WRITTEN EXERCISE 1:
In the mushroom thread, where does jiggineyes22 find the most blacks?

-------- SOURCE PASSAGE

# Northeast ohio shrooms popping up



## jiggineyes22 (Mar 4, 2008)

found 96 blacks in portage county today. Have a dream spot of about 50 acres but only found them in one tiny little ridge but they were loaded. It's a great start and next couple weeks I look for the rest of the property to be on fire. I usually get a couple dozen lbs out of here each year but never found them this early. I cant wait


----------



## BigV (Nov 11, 2004)

I found around 40 blacks today in Northern Summit county.
It's going to be a good year!


----------



## catfish_hunter (May 31, 2005)

Ive got a great woods for Half Frees, and Grey/Yellows...Why am I not finding the black ones?


----------



## Bluefinn (Jan 26, 2007)

Blacks grow in different areas than greys & yellows.


----------



## fishintechnician (Jul 20, 2007)

Bluefinn said:


> Blacks grow in different areas than greys & yellows.


maybe that why I never find them....what areas do they prefer?


----------



## jiggineyes22 (Mar 4, 2008)

the woods i mostly pick have greys,yellows,blacks,and peckers but they all grow in slightly different locations. I cant exactly explain the area where i get the most blacks except it's on the highest ridge of the property and faces the morning sun. It was the only place where the may apples were full so I always look for that. There are some cherries and a couple poplar trees around where i get them. The greys I usually get around cherry trees and the yellows i get around elm and apple


----------



## fatkid (Oct 14, 2006)

found 2 blacks today in northern stark south summit


----------



## fishintechnician (Jul 20, 2007)

found two yellows and one black in marion county last night...hopefully the forecasted rain and warmer temps hold true...alot of my spots seem too dry. The woods and everything looks right just no shrooms


----------



## catfish_hunter (May 31, 2005)

still nothing today in northern coshocton county!


----------



## tadluvadd (Feb 19, 2012)

found one yellow in knox county.we need a rain.


----------



## catfish_hunter (May 31, 2005)

I finally found 2 mushrooms today, 1 grey and 1 spike...If we could get a good soak and some warmer temps I think they would be all over the place...Probably gunna take another week or so for most of us in NE OH...


----------



## firstflight111 (May 22, 2008)

i have what i think are great spots for shrooms ..but never find them


----------



## fatkid (Oct 14, 2006)

picked about 20 blacks so far and 1 grey . found about 3 little yellows . these were all in n stark county . WE NEED RAIN . i think if we get the rain this next weak it will so be on hear in ne ohio


----------

----------------
-------- PROVIDED ENTRIES

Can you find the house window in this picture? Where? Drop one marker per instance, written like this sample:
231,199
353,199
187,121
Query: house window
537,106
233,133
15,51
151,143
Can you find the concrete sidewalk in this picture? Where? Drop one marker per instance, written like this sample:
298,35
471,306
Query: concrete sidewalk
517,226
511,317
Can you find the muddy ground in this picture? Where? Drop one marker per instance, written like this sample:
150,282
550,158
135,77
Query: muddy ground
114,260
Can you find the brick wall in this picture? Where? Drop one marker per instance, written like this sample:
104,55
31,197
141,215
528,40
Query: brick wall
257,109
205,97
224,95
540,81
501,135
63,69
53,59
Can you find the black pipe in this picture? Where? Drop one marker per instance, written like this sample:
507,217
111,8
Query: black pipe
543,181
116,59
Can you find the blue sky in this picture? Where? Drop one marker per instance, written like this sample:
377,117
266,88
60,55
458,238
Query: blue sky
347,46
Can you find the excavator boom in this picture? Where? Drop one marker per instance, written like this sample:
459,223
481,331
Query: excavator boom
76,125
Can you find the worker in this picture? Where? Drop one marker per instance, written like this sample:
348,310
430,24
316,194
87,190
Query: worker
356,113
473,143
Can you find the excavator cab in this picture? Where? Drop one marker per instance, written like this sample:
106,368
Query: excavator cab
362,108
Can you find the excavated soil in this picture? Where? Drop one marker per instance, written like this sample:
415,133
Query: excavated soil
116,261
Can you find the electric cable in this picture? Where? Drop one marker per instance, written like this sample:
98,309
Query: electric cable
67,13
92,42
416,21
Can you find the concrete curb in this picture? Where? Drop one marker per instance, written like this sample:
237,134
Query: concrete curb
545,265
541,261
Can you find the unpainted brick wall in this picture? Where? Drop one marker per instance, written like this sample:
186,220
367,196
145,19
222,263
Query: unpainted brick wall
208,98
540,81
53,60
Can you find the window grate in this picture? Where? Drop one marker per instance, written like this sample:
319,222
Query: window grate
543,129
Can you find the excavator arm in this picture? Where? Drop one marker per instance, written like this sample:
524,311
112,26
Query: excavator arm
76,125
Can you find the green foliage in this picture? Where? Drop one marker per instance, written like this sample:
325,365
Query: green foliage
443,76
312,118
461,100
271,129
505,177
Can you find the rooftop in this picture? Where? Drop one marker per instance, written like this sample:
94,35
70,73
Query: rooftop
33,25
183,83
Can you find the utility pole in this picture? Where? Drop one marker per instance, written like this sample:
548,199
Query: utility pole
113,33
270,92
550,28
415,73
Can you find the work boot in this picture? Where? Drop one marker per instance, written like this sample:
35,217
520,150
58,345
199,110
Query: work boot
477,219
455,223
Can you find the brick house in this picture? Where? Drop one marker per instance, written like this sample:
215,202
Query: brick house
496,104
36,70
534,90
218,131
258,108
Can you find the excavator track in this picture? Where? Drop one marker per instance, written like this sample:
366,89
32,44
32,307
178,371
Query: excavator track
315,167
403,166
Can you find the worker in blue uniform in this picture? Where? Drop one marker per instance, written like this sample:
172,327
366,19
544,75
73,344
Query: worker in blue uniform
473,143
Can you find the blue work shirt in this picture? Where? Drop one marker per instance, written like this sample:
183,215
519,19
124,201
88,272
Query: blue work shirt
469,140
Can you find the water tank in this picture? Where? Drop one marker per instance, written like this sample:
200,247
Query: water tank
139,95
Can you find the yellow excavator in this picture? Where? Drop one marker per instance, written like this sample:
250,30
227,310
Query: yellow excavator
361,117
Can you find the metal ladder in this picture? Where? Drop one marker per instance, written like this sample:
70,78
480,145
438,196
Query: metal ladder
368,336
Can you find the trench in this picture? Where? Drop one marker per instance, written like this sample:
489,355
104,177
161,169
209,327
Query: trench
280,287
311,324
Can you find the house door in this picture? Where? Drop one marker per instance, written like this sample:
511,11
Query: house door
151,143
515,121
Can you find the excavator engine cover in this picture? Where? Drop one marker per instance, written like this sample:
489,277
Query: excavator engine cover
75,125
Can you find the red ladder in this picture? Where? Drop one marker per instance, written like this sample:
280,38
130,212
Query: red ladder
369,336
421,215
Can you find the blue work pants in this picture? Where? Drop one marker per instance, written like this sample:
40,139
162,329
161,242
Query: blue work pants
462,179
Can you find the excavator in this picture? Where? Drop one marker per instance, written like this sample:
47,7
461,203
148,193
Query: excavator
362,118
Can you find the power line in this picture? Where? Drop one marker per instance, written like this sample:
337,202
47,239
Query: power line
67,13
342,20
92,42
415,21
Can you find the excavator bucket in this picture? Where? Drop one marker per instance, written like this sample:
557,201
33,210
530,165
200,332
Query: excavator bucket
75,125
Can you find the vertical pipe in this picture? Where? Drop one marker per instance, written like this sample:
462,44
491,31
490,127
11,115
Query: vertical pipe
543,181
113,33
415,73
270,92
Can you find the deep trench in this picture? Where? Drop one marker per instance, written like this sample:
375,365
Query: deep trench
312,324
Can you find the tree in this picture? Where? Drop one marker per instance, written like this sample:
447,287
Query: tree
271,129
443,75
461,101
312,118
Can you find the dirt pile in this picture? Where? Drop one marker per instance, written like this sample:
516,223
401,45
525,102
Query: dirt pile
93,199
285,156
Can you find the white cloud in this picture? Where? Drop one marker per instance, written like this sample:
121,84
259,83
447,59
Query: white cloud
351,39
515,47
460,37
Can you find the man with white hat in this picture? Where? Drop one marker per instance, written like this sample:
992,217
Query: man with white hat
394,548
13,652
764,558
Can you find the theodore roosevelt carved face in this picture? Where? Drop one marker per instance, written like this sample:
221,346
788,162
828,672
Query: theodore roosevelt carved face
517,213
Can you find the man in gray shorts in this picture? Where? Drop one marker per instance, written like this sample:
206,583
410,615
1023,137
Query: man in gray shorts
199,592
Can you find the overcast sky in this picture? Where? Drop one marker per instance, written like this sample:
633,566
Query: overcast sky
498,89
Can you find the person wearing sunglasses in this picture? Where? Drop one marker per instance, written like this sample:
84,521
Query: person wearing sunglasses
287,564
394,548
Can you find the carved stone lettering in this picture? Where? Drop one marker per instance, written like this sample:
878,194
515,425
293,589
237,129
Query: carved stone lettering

----------------

WRITTEN EXERCISE 2:
Retype the records word for word, everything from the line containing "Can you find the man with" down to the end of the records.

OUTPUT 1:
On the highest ridge of the property, which faces the morning sun.

OUTPUT 2:
Can you find the man with white hat in this picture? Where? Drop one marker per instance, written like this sample:
992,217
Query: man with white hat
394,548
13,652
764,558
Can you find the theodore roosevelt carved face in this picture? Where? Drop one marker per instance, written like this sample:
221,346
788,162
828,672
Query: theodore roosevelt carved face
517,213
Can you find the man in gray shorts in this picture? Where? Drop one marker per instance, written like this sample:
206,583
410,615
1023,137
Query: man in gray shorts
199,592
Can you find the overcast sky in this picture? Where? Drop one marker per instance, written like this sample:
633,566
Query: overcast sky
498,89
Can you find the person wearing sunglasses in this picture? Where? Drop one marker per instance, written like this sample:
84,521
Query: person wearing sunglasses
287,564
394,548
Can you find the carved stone lettering in this picture? Where? Drop one marker per instance, written like this sample:
878,194
515,425
293,589
237,129
Query: carved stone lettering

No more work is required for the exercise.